WORK INSTRUCTION: In the records below, begin at the line containing "Target: tree trunk" and end at the line containing "Practice. Spot the shoreline"; quote every line in that span exactly, including both boundary lines, and no others.

DATA FOR ANALYSIS:
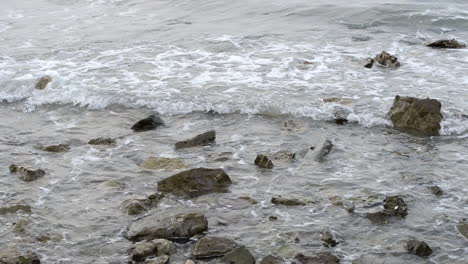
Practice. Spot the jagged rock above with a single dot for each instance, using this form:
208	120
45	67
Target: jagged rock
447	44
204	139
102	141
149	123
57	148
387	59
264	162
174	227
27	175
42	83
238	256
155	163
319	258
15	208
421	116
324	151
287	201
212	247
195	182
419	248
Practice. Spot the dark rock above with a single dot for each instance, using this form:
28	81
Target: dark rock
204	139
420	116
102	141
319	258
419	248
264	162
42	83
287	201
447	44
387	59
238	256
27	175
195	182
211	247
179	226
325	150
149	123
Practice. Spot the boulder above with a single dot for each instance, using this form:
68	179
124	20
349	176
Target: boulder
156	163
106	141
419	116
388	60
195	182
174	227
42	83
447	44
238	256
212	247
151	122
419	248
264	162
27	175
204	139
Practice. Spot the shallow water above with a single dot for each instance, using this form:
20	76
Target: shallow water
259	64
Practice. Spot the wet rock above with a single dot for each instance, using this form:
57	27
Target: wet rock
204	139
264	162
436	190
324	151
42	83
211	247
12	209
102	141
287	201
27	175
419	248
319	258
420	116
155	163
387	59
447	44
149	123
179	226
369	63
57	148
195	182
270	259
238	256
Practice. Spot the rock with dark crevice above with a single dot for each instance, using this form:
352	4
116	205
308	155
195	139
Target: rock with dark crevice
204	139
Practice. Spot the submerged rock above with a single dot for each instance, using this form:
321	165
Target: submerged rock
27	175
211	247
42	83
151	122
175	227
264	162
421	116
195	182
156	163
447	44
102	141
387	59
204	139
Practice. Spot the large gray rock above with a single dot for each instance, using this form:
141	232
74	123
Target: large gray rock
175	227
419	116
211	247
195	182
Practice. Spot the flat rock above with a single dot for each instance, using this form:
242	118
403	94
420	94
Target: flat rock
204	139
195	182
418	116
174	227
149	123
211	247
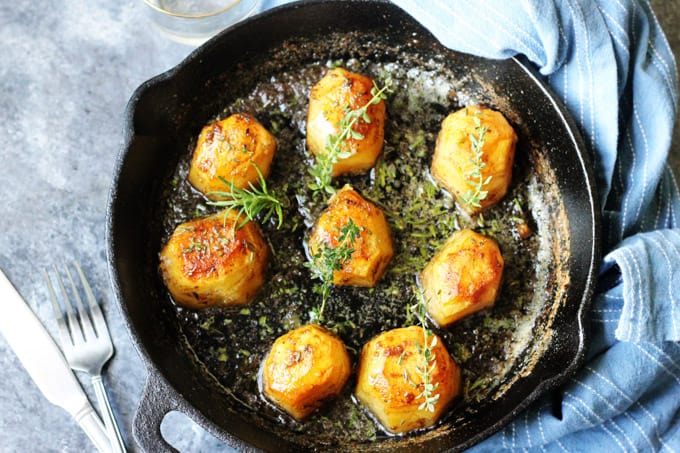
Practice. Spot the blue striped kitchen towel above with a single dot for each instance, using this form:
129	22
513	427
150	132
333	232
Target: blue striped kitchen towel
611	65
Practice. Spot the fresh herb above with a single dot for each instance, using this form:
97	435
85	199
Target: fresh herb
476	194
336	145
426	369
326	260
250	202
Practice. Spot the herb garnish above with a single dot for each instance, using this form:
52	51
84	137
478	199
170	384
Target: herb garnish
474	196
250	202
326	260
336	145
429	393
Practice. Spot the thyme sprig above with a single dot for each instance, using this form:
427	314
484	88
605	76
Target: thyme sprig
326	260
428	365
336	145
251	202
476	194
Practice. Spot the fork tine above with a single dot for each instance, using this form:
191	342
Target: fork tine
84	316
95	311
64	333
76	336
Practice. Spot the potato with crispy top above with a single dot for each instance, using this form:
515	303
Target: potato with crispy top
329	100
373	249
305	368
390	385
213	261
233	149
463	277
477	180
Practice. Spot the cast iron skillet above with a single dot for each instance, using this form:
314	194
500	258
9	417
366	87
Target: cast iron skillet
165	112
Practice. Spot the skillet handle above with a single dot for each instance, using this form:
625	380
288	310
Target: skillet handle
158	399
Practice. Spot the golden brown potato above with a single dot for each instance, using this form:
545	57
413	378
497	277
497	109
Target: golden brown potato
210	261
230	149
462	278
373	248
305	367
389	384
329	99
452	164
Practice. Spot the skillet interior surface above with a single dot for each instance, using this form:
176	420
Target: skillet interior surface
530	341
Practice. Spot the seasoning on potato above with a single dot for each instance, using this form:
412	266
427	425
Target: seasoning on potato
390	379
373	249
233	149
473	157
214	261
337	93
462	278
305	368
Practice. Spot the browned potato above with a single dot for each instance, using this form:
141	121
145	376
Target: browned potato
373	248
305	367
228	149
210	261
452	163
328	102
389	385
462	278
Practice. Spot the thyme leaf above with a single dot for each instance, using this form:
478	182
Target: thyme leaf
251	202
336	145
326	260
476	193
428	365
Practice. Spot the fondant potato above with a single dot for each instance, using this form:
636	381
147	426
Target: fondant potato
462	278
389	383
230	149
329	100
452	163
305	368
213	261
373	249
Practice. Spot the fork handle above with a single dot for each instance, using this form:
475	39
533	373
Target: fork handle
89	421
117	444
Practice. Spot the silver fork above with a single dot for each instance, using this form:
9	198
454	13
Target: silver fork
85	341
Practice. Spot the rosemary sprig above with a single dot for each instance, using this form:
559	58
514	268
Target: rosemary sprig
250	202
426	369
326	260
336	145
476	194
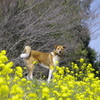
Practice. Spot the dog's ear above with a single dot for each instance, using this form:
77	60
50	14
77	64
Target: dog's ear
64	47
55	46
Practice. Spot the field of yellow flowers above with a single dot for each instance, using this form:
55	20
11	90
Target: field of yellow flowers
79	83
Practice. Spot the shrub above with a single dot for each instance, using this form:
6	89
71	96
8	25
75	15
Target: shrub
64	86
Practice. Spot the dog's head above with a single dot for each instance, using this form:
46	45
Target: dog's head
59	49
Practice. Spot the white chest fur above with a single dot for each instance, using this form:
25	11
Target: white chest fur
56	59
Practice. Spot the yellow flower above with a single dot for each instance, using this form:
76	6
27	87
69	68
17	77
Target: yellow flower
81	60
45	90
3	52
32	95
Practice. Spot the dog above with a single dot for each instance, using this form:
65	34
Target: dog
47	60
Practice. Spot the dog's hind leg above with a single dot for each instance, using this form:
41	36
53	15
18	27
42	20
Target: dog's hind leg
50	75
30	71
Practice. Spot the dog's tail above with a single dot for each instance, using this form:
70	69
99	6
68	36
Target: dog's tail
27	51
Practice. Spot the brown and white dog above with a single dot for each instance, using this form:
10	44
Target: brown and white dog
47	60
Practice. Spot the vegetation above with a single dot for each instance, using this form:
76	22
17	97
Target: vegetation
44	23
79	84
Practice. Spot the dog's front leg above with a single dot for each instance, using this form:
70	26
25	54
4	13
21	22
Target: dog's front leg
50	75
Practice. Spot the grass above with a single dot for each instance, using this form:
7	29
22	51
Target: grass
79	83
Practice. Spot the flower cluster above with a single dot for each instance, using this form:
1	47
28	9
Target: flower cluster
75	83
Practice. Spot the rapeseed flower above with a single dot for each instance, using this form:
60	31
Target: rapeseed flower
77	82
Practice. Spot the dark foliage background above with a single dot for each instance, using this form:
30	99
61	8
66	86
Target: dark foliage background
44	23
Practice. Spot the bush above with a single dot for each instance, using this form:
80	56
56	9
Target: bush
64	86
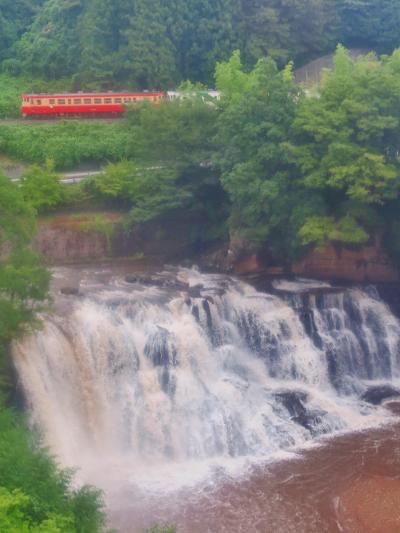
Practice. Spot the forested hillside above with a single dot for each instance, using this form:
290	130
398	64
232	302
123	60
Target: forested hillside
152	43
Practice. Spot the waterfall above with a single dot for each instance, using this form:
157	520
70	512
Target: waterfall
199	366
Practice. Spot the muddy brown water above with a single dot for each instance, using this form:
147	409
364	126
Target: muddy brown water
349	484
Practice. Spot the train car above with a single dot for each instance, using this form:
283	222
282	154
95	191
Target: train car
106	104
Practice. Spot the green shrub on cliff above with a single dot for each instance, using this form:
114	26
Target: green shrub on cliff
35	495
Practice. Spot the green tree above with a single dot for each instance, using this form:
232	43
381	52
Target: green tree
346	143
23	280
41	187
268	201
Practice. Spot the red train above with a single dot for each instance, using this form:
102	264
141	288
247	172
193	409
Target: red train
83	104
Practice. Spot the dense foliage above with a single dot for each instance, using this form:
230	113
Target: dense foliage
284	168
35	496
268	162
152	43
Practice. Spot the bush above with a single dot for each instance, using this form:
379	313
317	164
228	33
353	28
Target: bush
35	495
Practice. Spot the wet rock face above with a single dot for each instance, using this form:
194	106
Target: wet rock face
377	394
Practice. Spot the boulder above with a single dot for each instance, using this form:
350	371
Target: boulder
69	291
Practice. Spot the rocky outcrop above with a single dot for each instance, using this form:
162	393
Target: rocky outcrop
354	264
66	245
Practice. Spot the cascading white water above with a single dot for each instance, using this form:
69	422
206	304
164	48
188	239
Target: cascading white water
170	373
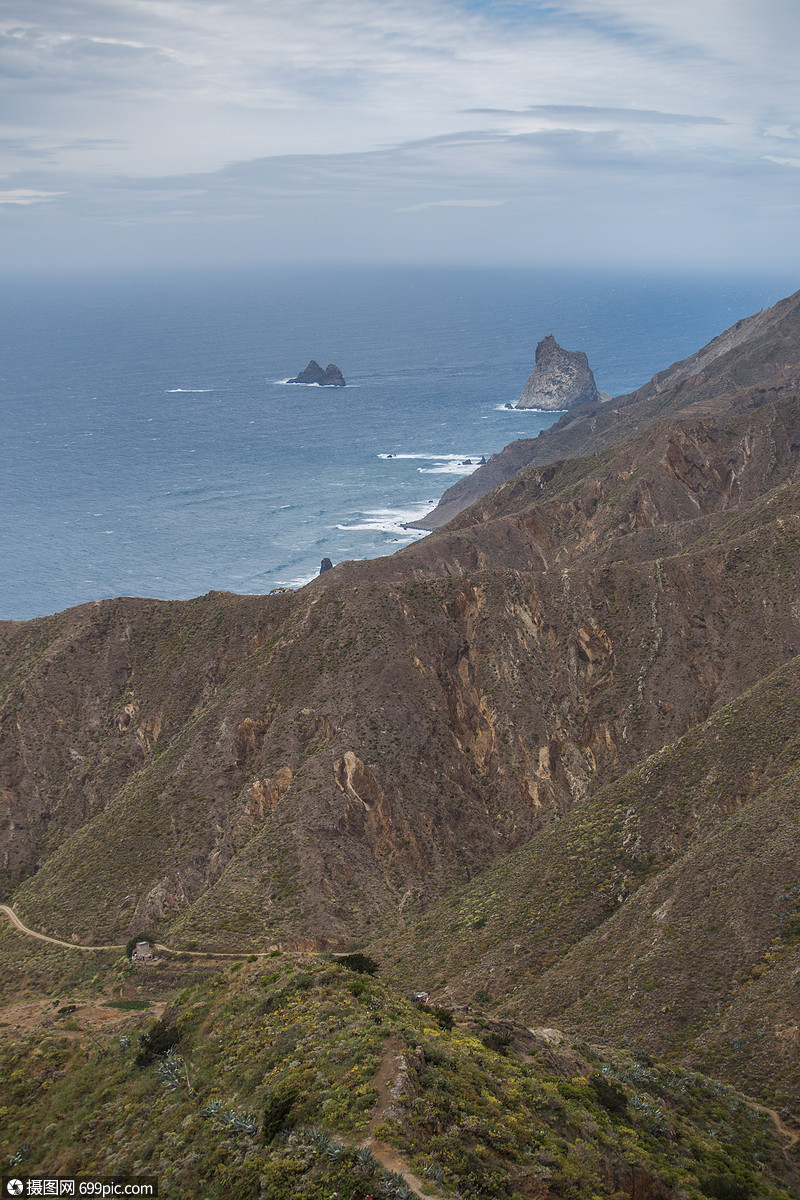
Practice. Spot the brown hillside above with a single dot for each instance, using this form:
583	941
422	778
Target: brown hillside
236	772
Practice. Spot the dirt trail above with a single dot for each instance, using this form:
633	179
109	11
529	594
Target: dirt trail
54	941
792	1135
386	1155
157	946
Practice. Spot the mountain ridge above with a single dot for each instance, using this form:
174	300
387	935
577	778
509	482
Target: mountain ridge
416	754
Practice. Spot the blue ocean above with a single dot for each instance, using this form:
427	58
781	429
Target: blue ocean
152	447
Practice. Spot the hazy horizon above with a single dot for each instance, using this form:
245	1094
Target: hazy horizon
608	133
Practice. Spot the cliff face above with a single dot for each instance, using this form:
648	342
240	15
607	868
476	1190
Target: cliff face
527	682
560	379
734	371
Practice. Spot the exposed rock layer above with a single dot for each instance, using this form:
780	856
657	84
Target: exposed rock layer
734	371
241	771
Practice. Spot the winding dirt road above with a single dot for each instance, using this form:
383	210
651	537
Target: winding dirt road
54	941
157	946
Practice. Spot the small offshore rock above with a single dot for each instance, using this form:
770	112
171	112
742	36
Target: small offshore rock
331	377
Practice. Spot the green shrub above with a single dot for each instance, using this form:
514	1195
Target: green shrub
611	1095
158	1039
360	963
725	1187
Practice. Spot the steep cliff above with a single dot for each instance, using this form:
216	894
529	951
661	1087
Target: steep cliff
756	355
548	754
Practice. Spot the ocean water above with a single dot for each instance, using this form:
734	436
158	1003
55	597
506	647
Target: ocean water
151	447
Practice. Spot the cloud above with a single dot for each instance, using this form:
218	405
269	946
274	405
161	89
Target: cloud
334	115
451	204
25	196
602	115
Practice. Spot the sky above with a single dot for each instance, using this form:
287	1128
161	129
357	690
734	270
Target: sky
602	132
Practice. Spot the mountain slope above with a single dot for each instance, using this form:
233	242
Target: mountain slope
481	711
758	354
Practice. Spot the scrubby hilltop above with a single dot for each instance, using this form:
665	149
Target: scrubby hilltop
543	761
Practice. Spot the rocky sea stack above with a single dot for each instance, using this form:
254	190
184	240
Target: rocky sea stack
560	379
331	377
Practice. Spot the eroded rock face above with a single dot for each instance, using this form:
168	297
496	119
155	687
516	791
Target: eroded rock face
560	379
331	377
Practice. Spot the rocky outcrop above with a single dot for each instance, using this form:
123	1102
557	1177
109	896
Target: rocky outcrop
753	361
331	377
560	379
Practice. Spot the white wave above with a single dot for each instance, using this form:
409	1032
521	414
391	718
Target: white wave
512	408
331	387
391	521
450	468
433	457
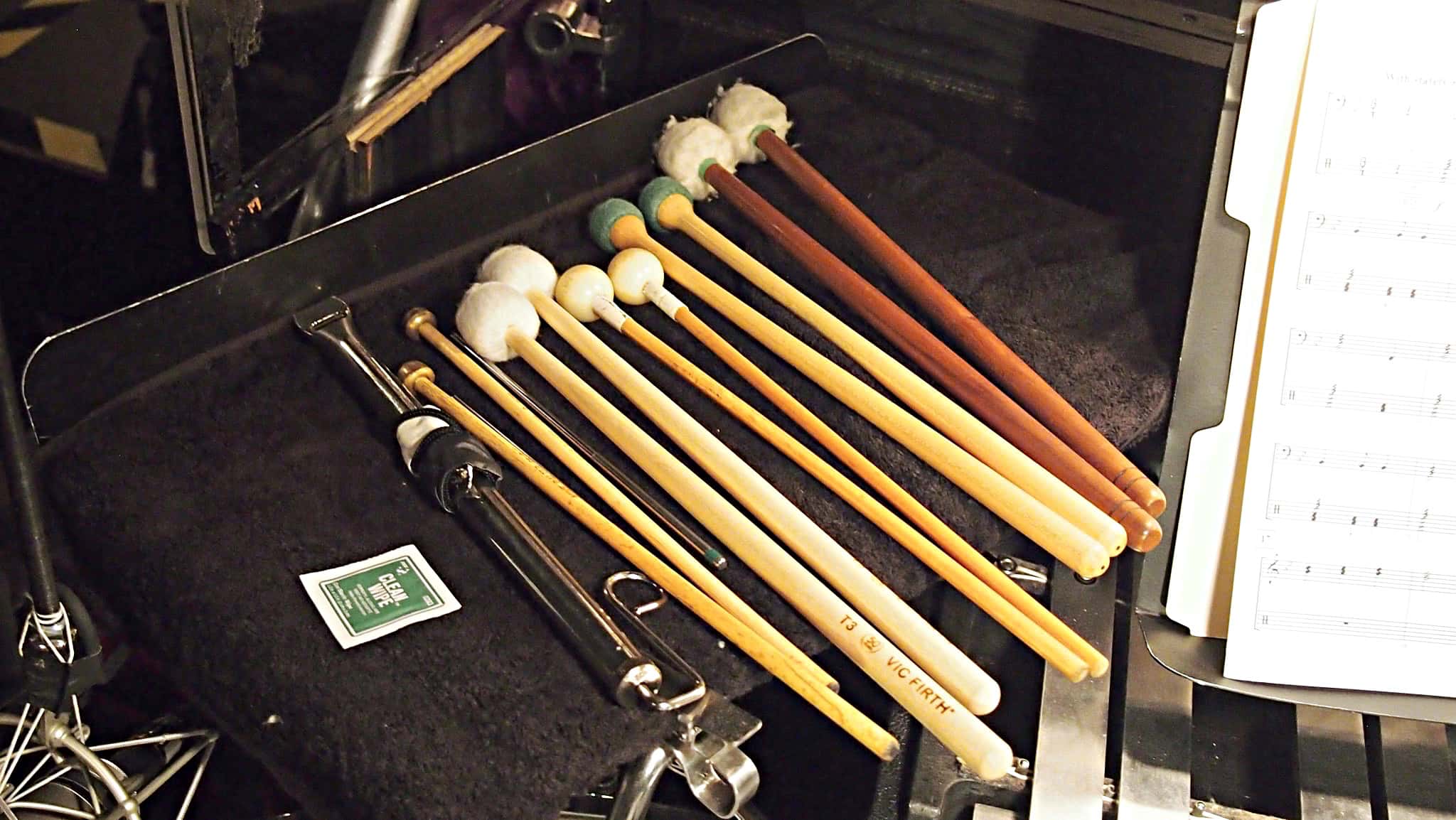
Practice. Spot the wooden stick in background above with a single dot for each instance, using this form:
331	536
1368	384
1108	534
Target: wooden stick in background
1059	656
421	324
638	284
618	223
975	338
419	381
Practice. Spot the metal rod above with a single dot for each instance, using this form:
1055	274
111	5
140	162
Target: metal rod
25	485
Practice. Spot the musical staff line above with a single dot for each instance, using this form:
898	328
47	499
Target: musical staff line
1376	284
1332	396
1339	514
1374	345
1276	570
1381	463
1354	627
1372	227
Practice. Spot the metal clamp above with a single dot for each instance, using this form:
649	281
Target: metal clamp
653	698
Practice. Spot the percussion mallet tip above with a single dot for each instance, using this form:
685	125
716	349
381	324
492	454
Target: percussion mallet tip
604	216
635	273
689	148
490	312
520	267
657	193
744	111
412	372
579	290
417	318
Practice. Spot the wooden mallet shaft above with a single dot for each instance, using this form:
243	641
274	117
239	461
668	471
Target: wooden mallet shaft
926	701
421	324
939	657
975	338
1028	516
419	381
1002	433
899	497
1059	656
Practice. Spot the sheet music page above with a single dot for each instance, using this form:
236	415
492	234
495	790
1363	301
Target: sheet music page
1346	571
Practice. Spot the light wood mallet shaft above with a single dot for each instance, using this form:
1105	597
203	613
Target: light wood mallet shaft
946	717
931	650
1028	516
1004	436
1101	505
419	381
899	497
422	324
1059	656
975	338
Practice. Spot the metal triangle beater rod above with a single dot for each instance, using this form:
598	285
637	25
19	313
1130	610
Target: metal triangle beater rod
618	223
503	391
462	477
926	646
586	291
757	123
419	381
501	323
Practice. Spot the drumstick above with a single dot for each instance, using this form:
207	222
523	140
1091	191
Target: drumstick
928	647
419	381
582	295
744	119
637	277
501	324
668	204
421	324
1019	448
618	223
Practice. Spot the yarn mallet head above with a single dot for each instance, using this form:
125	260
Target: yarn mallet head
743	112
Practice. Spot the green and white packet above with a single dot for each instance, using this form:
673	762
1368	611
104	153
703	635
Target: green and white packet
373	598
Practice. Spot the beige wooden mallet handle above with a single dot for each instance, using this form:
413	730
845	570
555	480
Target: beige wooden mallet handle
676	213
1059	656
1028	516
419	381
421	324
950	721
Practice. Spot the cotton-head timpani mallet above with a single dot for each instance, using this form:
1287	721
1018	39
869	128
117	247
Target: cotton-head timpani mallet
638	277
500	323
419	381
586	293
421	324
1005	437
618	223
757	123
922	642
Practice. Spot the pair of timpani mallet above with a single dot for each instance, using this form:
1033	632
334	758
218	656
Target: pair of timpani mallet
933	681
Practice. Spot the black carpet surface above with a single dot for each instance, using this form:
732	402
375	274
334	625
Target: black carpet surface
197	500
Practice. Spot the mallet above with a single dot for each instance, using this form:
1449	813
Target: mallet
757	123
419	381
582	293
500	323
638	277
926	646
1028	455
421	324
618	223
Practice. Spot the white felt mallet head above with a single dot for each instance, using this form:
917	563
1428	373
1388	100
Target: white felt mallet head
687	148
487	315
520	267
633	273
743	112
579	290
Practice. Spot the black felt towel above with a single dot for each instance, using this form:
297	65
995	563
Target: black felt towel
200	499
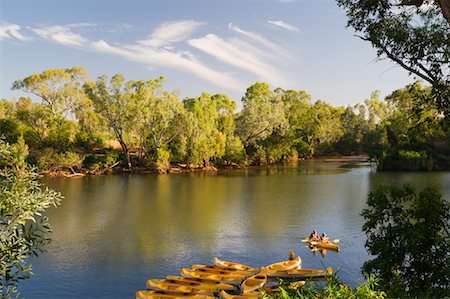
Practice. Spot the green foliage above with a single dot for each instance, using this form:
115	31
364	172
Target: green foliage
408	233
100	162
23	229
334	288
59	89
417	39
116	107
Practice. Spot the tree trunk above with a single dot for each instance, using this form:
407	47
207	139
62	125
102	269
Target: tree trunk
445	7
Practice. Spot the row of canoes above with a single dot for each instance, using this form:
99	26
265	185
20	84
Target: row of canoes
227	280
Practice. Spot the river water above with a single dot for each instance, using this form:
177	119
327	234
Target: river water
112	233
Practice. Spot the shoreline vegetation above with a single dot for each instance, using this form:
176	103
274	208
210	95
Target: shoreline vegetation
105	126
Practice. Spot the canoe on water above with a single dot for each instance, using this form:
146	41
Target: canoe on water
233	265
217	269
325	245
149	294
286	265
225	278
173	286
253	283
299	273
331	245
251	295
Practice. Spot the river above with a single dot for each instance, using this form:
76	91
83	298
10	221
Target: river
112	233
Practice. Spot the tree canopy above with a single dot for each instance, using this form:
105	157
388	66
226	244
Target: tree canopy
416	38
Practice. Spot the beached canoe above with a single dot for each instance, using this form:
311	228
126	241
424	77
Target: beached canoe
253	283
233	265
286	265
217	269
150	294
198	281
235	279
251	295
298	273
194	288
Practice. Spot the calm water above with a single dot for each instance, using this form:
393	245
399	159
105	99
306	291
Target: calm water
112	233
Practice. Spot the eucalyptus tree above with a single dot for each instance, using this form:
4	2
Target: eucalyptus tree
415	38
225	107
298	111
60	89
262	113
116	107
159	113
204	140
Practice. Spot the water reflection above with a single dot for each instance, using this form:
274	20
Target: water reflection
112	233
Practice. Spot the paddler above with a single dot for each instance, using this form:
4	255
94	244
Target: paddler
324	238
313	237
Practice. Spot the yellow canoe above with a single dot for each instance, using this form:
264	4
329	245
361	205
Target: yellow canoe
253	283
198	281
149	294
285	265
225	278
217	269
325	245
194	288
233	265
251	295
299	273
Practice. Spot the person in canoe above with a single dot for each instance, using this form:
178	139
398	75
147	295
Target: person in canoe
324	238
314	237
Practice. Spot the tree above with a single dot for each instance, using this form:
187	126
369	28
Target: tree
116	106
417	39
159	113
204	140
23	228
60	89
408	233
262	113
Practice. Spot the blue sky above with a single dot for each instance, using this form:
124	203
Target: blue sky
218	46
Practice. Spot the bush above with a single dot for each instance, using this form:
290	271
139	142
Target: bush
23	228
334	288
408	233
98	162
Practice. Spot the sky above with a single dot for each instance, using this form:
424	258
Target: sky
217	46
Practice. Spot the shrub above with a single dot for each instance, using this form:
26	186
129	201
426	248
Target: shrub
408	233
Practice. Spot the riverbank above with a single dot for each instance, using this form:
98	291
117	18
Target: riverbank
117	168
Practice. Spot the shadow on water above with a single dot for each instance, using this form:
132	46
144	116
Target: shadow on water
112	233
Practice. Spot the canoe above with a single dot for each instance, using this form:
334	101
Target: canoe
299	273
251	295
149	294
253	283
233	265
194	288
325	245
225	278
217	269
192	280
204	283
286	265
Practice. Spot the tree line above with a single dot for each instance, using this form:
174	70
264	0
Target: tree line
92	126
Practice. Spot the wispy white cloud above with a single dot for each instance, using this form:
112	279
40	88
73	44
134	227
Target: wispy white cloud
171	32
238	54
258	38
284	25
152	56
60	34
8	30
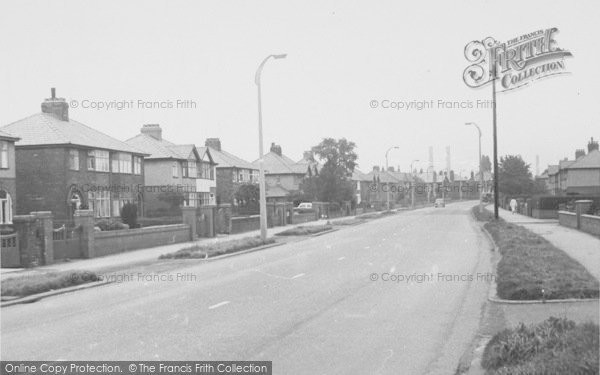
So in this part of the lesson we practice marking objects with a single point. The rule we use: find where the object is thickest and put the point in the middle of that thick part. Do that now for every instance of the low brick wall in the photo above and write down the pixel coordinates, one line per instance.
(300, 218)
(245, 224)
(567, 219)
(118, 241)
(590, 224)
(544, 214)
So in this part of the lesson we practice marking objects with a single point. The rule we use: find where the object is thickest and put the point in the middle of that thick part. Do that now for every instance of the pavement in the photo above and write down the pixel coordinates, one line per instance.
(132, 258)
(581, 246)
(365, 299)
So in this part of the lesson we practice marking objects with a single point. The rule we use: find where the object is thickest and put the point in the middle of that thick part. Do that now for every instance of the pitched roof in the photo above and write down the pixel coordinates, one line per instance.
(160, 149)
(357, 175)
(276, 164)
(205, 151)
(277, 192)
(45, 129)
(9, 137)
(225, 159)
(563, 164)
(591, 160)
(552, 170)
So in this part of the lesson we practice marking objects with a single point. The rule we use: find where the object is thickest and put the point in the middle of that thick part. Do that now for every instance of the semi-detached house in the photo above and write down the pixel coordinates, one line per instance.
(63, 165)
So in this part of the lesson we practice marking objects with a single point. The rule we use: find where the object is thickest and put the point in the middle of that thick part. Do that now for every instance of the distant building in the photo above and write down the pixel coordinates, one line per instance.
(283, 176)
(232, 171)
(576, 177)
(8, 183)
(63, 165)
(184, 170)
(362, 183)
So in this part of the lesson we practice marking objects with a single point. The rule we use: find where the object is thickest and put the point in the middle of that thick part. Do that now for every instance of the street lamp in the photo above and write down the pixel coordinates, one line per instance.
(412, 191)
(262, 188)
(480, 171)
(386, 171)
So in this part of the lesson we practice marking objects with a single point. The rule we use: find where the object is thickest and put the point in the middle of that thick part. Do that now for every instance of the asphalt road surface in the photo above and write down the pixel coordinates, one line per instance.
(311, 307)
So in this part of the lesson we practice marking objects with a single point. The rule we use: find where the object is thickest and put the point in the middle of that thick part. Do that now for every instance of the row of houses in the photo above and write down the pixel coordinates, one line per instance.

ANSWER SECTION:
Target: tree trunk
445	7
Practice. Spot the row of canoes above with a single dot for each instance, using this form:
99	26
265	185
20	84
Target: row of canoes
227	280
Practice. Spot the river water above with a single dot for each instance, using this form:
177	119
327	234
Target: river water
112	233
Practice. Spot the shoreline vegetation above with a single dot for each instance, using this form:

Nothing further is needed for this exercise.